Stored data
------------------------------

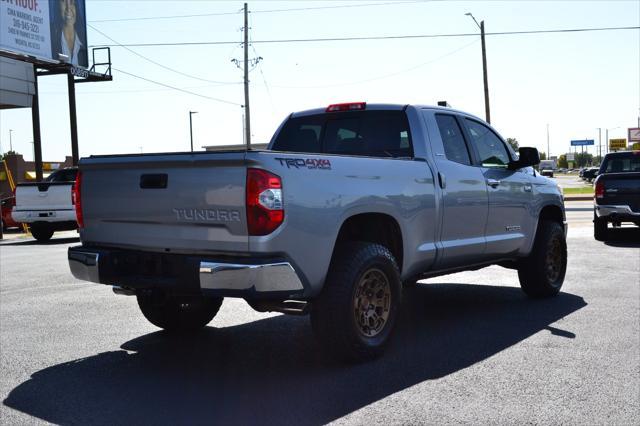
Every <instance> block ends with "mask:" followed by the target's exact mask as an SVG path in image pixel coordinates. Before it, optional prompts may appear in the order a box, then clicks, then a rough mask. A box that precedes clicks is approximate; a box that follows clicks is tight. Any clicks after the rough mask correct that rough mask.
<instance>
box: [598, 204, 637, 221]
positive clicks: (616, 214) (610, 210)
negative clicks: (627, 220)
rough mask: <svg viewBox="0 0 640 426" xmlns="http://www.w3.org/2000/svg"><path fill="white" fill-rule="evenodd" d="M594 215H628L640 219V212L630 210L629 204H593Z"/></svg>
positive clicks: (613, 215) (625, 215)
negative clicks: (638, 212)
mask: <svg viewBox="0 0 640 426" xmlns="http://www.w3.org/2000/svg"><path fill="white" fill-rule="evenodd" d="M595 209H596V215H598V217H607V216H629V217H637V218H639V219H640V212H639V213H636V212H634V211H633V210H631V207H629V206H606V205H598V204H596V205H595Z"/></svg>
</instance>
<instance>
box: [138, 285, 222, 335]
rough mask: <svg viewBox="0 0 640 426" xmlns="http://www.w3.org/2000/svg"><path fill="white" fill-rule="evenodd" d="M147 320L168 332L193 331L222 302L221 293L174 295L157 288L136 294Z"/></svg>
mask: <svg viewBox="0 0 640 426" xmlns="http://www.w3.org/2000/svg"><path fill="white" fill-rule="evenodd" d="M137 298H138V306H139V307H140V310H141V311H142V314H143V315H144V316H145V318H146V319H147V320H149V322H150V323H151V324H153V325H155V326H156V327H160V328H162V329H164V330H167V331H170V332H192V331H196V330H198V329H201V328H202V327H204V326H206V325H207V324H208V323H209V322H210V321H211V320H212V319H213V317H215V316H216V314H217V313H218V310H219V309H220V306H221V305H222V298H221V297H215V298H210V297H203V296H200V295H192V296H173V295H167V294H164V293H161V292H157V291H151V292H140V293H138V294H137Z"/></svg>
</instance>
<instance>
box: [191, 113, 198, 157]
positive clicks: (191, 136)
mask: <svg viewBox="0 0 640 426" xmlns="http://www.w3.org/2000/svg"><path fill="white" fill-rule="evenodd" d="M197 113H198V111H189V136H190V137H191V152H193V119H192V118H191V117H192V116H193V114H197Z"/></svg>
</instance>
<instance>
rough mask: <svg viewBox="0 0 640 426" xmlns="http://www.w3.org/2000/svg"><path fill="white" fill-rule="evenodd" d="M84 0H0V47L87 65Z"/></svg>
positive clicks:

------------------------------

◆ **WHAT TO WORK ON**
Since the pictures don't belong in the copy, copy only the rest of the entries above exactly.

◆ **ANSWER TO THIS TASK**
Every <instance> block ends with "mask:" followed by the target's exact mask as an SVG path in image pixel coordinates. Before it, optional prompts may appear in the order a box, then clicks, then a rough mask. A box that precedes clicks is approximate; a box that follows clicks is tight. Any clicks after the rough mask correct that rough mask.
<instance>
box: [598, 204, 637, 221]
positive clicks: (616, 214) (610, 210)
negative clicks: (627, 220)
rough mask: <svg viewBox="0 0 640 426" xmlns="http://www.w3.org/2000/svg"><path fill="white" fill-rule="evenodd" d="M594 215H628L640 219V212L630 210L629 204H593Z"/></svg>
positive clicks: (613, 215) (625, 215)
negative clicks: (638, 212)
mask: <svg viewBox="0 0 640 426" xmlns="http://www.w3.org/2000/svg"><path fill="white" fill-rule="evenodd" d="M595 209H596V215H598V217H607V216H629V217H637V218H639V219H640V212H639V213H636V212H634V211H633V210H631V207H629V206H606V205H598V204H596V205H595Z"/></svg>
</instance>
<instance>
box: [138, 285, 222, 335]
rough mask: <svg viewBox="0 0 640 426" xmlns="http://www.w3.org/2000/svg"><path fill="white" fill-rule="evenodd" d="M147 320L168 332L193 331L222 302L221 293L174 295L157 288L136 294Z"/></svg>
mask: <svg viewBox="0 0 640 426" xmlns="http://www.w3.org/2000/svg"><path fill="white" fill-rule="evenodd" d="M137 298H138V306H139V307H140V310H141V311H142V314H143V315H144V316H145V318H146V319H147V320H149V322H150V323H151V324H153V325H155V326H156V327H160V328H162V329H164V330H167V331H170V332H192V331H196V330H198V329H201V328H202V327H204V326H206V325H207V324H208V323H209V322H210V321H211V320H212V319H213V317H215V316H216V314H217V313H218V310H219V309H220V306H221V305H222V298H221V297H215V298H210V297H203V296H200V295H192V296H173V295H167V294H164V293H161V292H157V291H151V292H140V293H138V294H137Z"/></svg>
</instance>
<instance>
box: [191, 113, 198, 157]
positive clicks: (191, 136)
mask: <svg viewBox="0 0 640 426" xmlns="http://www.w3.org/2000/svg"><path fill="white" fill-rule="evenodd" d="M197 113H198V111H189V136H190V137H191V152H193V119H192V118H191V117H192V116H193V114H197Z"/></svg>
</instance>
<instance>
rough mask: <svg viewBox="0 0 640 426" xmlns="http://www.w3.org/2000/svg"><path fill="white" fill-rule="evenodd" d="M84 0H0V47L87 65Z"/></svg>
positive clicks:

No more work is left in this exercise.